Work required
Copy the rows from the start through the line containing "column 882, row 332", swapping every "Target" for "Object" and leaving everything else unchanged. Omit the pictures.

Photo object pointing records
[Begin]
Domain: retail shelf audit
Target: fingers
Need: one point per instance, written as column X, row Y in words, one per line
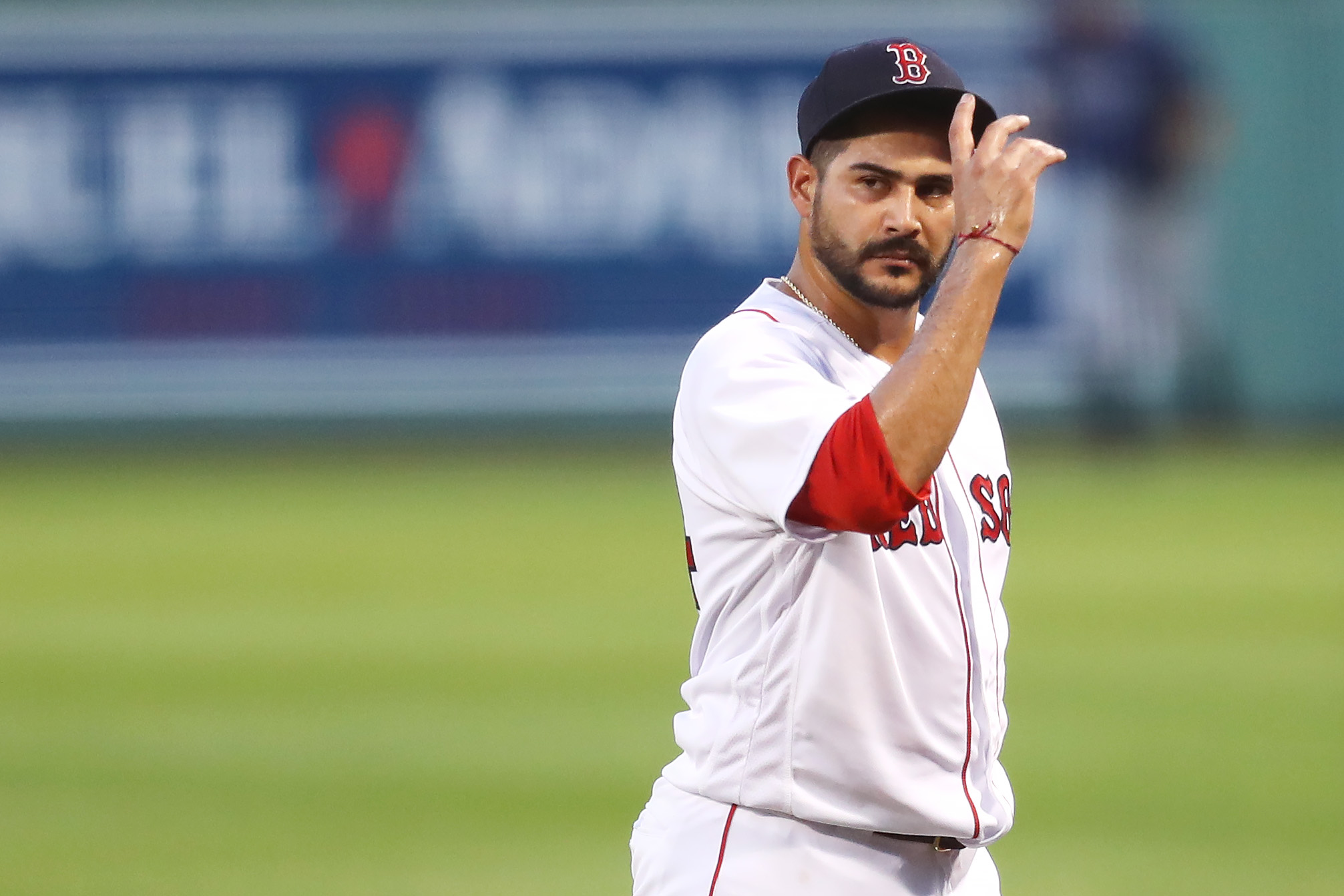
column 997, row 134
column 1032, row 156
column 960, row 138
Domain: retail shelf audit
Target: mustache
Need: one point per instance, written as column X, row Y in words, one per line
column 905, row 246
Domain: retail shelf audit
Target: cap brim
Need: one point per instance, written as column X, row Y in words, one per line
column 985, row 114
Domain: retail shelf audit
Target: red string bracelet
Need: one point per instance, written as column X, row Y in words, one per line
column 983, row 233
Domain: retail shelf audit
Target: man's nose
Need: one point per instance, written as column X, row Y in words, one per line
column 901, row 216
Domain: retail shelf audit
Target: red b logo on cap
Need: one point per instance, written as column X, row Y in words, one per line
column 910, row 63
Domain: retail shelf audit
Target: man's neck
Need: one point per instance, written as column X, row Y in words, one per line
column 882, row 332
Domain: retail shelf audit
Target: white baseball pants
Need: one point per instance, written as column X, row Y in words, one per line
column 688, row 845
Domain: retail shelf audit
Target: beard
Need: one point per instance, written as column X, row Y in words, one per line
column 845, row 264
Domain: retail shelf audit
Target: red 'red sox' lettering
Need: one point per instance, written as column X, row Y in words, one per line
column 997, row 519
column 926, row 531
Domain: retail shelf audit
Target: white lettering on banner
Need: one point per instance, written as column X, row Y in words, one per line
column 47, row 211
column 158, row 171
column 593, row 167
column 553, row 168
column 261, row 203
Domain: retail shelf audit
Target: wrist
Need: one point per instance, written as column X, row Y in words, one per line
column 987, row 232
column 987, row 252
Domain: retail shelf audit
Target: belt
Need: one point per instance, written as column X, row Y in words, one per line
column 940, row 844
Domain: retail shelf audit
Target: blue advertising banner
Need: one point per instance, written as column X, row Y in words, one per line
column 483, row 196
column 209, row 215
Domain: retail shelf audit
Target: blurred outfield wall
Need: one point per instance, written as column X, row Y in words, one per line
column 347, row 210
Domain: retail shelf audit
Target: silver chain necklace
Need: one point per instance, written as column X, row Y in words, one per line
column 804, row 300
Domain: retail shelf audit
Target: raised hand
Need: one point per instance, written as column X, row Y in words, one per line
column 995, row 183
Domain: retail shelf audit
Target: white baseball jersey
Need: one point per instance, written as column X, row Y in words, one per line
column 838, row 678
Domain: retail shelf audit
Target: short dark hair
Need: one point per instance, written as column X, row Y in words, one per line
column 875, row 118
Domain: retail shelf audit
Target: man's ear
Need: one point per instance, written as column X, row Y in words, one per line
column 804, row 180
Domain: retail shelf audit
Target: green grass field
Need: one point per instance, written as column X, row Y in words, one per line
column 417, row 669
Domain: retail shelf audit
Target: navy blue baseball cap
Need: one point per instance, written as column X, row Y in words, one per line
column 891, row 71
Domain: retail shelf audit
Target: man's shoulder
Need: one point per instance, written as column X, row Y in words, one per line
column 765, row 326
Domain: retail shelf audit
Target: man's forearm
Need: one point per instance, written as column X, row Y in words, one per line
column 921, row 401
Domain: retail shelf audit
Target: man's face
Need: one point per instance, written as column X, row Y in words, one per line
column 882, row 216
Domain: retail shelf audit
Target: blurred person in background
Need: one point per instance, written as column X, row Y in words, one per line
column 1121, row 99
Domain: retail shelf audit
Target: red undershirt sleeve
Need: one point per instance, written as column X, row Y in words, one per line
column 854, row 485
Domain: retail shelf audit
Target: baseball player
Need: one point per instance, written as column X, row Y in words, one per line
column 847, row 508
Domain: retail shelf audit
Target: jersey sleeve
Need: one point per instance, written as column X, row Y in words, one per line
column 753, row 414
column 854, row 484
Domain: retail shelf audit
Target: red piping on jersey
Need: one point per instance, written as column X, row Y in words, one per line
column 724, row 844
column 965, row 637
column 854, row 484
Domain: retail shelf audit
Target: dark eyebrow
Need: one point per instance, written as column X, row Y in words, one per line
column 943, row 180
column 877, row 170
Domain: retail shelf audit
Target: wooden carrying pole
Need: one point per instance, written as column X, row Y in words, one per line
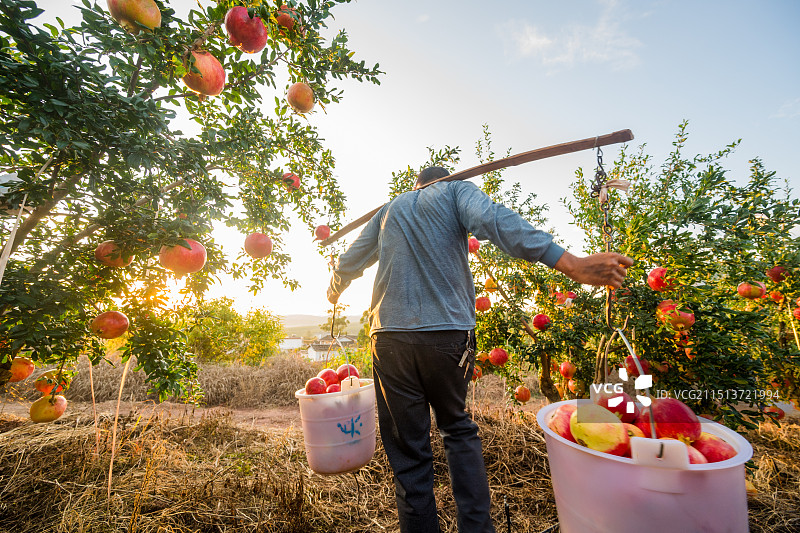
[End]
Output of the exercise
Domain: retail shelf audit
Object: fingers
Need: one point per instance, written as column X, row Y in words, one per line
column 997, row 134
column 1032, row 156
column 960, row 138
Domain: retail shelf audit
Object: mustache
Need: one point per instance, written as column X, row Y in words, one per line
column 905, row 246
Domain: retail shelf audit
Object: cap brim
Need: one point per instance, written as column X, row Y in words, one per line
column 985, row 114
Domain: retail shelf audit
Object: red string bracelet
Need: one point per instance, written as column X, row Y in words, one per line
column 983, row 233
Domain: retail shelf audit
Object: man's nose
Need: one point per instance, written as column X, row Y in words, one per line
column 901, row 216
Domain: retail shelf audit
Object: red b logo on cap
Need: one point per instance, written as column X, row Y in words, one per line
column 910, row 63
Domain: retail shelf audit
Object: man's neck
Need: one point per instance, written as column X, row Y in words, one per line
column 882, row 332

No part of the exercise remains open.